━━━ Data for this task
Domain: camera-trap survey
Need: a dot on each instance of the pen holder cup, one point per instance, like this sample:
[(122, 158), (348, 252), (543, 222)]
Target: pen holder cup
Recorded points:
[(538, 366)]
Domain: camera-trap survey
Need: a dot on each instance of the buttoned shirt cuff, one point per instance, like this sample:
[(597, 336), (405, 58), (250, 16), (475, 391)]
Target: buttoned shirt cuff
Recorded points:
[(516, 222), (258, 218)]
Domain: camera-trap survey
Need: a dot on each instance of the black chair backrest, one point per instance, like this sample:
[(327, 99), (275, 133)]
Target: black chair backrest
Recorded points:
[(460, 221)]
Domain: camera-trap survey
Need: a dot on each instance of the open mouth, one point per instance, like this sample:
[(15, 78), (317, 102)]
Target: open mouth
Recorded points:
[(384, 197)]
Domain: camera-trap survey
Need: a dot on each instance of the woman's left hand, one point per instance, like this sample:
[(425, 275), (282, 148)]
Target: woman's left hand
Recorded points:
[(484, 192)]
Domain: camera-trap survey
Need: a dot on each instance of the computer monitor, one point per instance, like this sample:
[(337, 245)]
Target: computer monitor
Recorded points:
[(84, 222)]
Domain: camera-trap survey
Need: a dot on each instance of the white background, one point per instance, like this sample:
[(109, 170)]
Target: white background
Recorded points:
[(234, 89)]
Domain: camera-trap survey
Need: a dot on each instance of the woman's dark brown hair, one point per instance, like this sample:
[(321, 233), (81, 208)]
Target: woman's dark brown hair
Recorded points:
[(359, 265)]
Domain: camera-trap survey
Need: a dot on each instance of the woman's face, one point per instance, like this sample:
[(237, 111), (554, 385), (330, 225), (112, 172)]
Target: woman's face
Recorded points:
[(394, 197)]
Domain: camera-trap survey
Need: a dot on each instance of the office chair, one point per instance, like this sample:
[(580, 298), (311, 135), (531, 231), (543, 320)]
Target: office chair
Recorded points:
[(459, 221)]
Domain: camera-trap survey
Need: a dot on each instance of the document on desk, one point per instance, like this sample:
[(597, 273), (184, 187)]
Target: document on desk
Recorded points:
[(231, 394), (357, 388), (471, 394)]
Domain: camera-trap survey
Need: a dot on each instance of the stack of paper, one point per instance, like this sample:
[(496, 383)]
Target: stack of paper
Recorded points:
━━━━━━
- _What you should do_:
Rewrite all of the lines above, putting "wildlife survey" wherever "camera-trap survey" appears and keeping everything else the same.

- _Answer to the exercise_:
Domain: wildlife survey
Need: a dot on each instance of the pen holder cup, one point per instance, like this sample:
[(122, 158), (348, 252), (543, 222)]
Target: pen holder cup
Recorded points:
[(538, 366)]
Domain: wildlife survey
Need: a dot on each instance of the buttoned shirt cuff, one point per instance, like this sample:
[(597, 336), (405, 58), (250, 16), (475, 391)]
Target: buttoned shirt cuff
Recorded points:
[(516, 222), (258, 218)]
Domain: wildlife survey
Need: a dot on each instance of the black chair backrest, one point per instance, like this sample:
[(327, 99), (275, 133)]
Target: black chair backrest
Recorded points:
[(460, 221)]
Domain: wildlife survey
Need: a dot on each instance of the open mouth, one point per instance, like this sample:
[(15, 78), (317, 102)]
Target: open mouth
Recorded points:
[(384, 197)]
Domain: wildlife survey
Need: a dot on each instance of the woman's left hand, one point per instance, like this sample:
[(425, 275), (282, 148)]
Target: woman's left hand
Recorded points:
[(484, 192)]
Domain: wildlife survey
Need: a dot on each instance of the computer monitor, one point per instance, like this sample:
[(337, 245)]
Target: computer monitor
Recorded points:
[(84, 222)]
Domain: wildlife survey
Need: a dot on each instance of the white background, one point per instance, like this sample:
[(109, 170)]
Target: white background
Recorded points:
[(234, 89)]
Domain: wildlife survey
Need: a dot on each instance of the woman's dark brown hair, one point per instance, like this sample:
[(321, 233), (81, 208)]
Target: woman's dark brown hair
Recorded points:
[(359, 265)]
Domain: wildlife survey
Need: a dot on each instance of the woman's face, one point per instance, like this sample:
[(237, 111), (554, 385), (330, 225), (112, 172)]
Target: woman's face
Recorded points:
[(394, 197)]
Domain: wildlife survey
Need: a dot on each instance of the office chair, one point per instance, like this sample:
[(580, 298), (311, 135), (531, 231), (543, 320)]
Target: office chair
Recorded points:
[(459, 221)]
Domain: wildlife survey
Need: a dot on each instance of the document on desk, one point per instance, like this sample:
[(597, 273), (184, 187)]
Target: document on desk
Recorded points:
[(231, 394), (357, 388), (471, 394)]
Domain: wildlife survey
Need: a dot on each instance of the stack of paper, one point per instance, like this sample:
[(496, 383)]
Target: stack of paper
Recorded points:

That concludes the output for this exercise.